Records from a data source
start
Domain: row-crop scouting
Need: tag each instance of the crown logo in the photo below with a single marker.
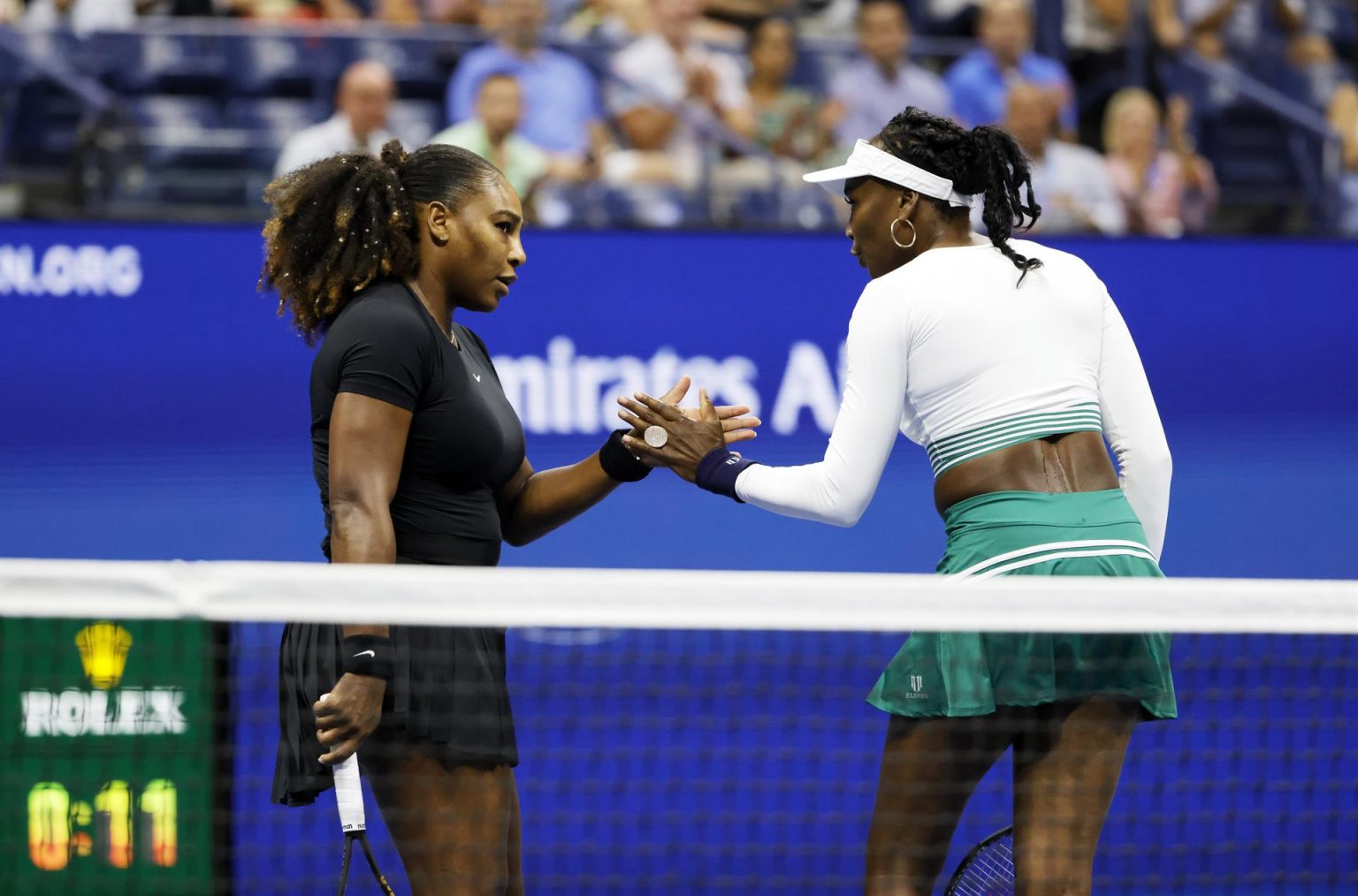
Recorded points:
(103, 653)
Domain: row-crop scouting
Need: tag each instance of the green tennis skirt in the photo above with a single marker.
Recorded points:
(1033, 534)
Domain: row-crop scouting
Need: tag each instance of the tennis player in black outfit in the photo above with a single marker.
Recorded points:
(420, 459)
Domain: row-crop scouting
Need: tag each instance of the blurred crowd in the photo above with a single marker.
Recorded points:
(716, 94)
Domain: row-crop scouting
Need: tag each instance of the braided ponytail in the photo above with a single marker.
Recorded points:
(347, 222)
(983, 161)
(1006, 177)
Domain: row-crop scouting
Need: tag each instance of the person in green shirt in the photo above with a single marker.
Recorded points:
(492, 134)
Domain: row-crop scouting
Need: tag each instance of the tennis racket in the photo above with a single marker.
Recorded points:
(988, 868)
(352, 820)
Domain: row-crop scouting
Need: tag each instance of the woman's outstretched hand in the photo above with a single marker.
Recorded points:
(736, 422)
(689, 439)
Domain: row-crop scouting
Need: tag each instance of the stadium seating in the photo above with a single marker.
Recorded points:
(225, 99)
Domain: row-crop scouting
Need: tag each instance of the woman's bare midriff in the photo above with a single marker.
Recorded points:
(1057, 465)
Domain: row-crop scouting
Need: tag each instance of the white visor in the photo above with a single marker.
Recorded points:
(868, 161)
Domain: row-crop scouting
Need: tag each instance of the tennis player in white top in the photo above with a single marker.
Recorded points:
(1010, 362)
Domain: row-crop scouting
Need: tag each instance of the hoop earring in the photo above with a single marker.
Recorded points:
(914, 234)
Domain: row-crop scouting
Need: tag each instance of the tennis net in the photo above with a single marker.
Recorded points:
(681, 732)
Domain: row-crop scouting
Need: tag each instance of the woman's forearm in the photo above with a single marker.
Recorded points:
(362, 535)
(552, 497)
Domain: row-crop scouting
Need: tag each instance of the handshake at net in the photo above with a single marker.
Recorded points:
(667, 435)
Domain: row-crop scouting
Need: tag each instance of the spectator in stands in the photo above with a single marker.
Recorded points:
(872, 88)
(1238, 29)
(788, 118)
(980, 79)
(492, 134)
(360, 121)
(1165, 192)
(81, 17)
(670, 91)
(562, 113)
(1343, 118)
(1095, 33)
(1279, 41)
(1071, 182)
end
→ **What to do**
Which lines of the listing above contain the word "player"? Pull out each of them and copy it.

→ **Written solution**
Need: tag each instance of the tennis player in black outfit in the photo above with a single marker.
Need: tag each instance of the tennis player in white top in the photo above with a single marker.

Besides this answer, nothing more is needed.